> [Work to be completed] Among the entries below, please repeat exactly and only the lines from the line containing "object_class: red news banner" to the line containing "object_class: cheek", both lines included.
■ ■ ■
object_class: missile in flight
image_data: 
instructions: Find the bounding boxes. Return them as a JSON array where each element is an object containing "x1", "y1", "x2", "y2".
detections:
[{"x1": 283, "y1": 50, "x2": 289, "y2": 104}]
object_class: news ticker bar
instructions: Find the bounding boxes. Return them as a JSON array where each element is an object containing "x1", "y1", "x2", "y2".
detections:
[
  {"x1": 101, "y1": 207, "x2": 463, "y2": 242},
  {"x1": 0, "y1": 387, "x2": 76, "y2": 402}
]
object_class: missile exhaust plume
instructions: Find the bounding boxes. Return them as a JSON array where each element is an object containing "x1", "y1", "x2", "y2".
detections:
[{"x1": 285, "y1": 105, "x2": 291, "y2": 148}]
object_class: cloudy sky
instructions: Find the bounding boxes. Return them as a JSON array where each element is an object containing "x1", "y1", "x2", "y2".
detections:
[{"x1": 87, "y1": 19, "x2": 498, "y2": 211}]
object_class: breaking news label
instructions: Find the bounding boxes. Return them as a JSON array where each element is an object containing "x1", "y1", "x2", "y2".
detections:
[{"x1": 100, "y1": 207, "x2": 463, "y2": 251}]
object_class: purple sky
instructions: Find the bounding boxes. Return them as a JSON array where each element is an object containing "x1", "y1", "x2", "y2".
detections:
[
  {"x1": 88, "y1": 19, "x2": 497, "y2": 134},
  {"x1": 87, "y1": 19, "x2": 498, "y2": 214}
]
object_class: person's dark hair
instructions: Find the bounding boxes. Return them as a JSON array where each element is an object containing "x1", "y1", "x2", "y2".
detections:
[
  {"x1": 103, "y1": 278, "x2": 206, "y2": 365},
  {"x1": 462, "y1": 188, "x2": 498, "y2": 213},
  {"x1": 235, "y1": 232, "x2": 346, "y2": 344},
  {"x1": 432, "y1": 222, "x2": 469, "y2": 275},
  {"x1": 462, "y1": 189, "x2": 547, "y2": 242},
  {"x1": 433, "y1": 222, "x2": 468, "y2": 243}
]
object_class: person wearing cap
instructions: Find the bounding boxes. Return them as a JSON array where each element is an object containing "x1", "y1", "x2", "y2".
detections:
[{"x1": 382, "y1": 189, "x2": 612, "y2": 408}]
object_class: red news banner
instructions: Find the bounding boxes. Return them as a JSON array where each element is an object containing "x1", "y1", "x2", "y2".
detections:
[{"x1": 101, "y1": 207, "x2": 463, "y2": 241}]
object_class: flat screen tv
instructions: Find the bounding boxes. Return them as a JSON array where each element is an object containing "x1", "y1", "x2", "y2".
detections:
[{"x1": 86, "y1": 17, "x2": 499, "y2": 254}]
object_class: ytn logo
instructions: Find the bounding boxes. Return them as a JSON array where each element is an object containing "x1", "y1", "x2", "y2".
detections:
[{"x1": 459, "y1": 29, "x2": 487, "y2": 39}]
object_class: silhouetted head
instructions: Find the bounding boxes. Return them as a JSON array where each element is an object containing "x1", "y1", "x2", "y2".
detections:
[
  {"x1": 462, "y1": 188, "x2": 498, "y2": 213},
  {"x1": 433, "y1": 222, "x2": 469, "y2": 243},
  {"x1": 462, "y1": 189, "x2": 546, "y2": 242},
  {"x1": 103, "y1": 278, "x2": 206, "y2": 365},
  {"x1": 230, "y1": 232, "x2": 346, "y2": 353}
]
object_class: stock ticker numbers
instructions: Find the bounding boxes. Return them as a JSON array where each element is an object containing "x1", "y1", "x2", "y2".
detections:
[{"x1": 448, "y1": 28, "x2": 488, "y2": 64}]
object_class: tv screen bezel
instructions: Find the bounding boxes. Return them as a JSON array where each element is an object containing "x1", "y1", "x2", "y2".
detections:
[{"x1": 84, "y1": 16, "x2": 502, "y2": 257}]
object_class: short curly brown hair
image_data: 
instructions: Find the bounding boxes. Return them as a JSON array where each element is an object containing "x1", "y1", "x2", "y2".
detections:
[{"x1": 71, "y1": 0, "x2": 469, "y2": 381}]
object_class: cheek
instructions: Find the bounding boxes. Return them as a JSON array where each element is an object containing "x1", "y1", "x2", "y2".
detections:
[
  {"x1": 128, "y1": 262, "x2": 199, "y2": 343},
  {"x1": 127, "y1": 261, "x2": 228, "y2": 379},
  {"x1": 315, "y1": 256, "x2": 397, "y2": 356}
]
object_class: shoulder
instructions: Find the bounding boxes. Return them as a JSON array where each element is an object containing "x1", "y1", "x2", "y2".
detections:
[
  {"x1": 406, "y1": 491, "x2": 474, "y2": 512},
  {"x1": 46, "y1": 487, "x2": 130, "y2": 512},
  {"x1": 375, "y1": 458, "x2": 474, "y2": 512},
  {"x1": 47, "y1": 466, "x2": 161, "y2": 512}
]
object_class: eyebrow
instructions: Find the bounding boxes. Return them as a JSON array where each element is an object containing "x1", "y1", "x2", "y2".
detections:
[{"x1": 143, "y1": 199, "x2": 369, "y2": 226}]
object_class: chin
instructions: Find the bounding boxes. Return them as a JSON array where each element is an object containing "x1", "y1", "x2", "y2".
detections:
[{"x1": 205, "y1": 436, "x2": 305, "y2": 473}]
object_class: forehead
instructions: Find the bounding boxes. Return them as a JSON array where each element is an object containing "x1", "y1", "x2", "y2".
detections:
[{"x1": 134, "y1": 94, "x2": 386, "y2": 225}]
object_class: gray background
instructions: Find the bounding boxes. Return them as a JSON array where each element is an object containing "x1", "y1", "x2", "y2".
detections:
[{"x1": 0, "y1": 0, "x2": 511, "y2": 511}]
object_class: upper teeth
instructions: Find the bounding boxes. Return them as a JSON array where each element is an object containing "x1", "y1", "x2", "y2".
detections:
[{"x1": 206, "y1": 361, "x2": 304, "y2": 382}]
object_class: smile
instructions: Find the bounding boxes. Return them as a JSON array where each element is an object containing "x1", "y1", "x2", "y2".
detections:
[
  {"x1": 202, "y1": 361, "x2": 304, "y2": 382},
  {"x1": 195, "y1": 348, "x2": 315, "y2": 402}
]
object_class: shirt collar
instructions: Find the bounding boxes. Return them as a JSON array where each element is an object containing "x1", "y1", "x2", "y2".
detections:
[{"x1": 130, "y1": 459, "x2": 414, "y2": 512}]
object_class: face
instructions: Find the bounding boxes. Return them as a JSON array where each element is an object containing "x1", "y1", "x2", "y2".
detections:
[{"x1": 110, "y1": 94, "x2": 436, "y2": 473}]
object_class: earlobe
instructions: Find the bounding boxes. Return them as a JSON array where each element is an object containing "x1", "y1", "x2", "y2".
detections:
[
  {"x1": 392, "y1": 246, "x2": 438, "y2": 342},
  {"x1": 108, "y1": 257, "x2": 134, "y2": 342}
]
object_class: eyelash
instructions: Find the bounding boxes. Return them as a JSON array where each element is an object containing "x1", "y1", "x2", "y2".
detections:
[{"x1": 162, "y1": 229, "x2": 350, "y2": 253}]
■ ■ ■
> [Written solution]
object_class: red news banner
instructions: Find the bounding boxes. Return them as a JSON array where each element is an object containing "x1", "y1", "x2", "y2".
detections:
[{"x1": 101, "y1": 207, "x2": 463, "y2": 241}]
object_class: flat screen tv
instructions: Find the bounding boxes. Return them as a JSON array where each element is an object containing "x1", "y1", "x2", "y2".
detections:
[{"x1": 86, "y1": 17, "x2": 499, "y2": 254}]
object_class: ytn logo
instructions: Find the bounding boxes. Return them as a JSON array where each element is an object containing "x1", "y1", "x2", "y2".
detections:
[{"x1": 459, "y1": 29, "x2": 487, "y2": 39}]
object_class: silhouetted head
instructions: Find the bounding boxes. Return them as a JSON array where each element is an object containing "x1", "y1", "x2", "y2".
detections:
[
  {"x1": 462, "y1": 188, "x2": 498, "y2": 213},
  {"x1": 433, "y1": 222, "x2": 469, "y2": 243},
  {"x1": 462, "y1": 189, "x2": 546, "y2": 242},
  {"x1": 103, "y1": 278, "x2": 206, "y2": 365},
  {"x1": 230, "y1": 232, "x2": 346, "y2": 353}
]
object_class: stock ticker numbers
instructions: Find the bounding boxes. Return them as a JSON array where each element is an object containing "x1", "y1", "x2", "y2".
detections:
[{"x1": 448, "y1": 28, "x2": 488, "y2": 64}]
object_class: tv screen bezel
instructions: Find the bounding boxes. Return them as a JSON array where each element is an object containing "x1", "y1", "x2", "y2".
detections:
[{"x1": 84, "y1": 16, "x2": 502, "y2": 257}]
object_class: short curly brown hair
image_data: 
instructions: Find the bounding boxes. Return them as a JSON array where each element is an object containing "x1", "y1", "x2", "y2".
detections:
[{"x1": 71, "y1": 0, "x2": 469, "y2": 381}]
object_class: cheek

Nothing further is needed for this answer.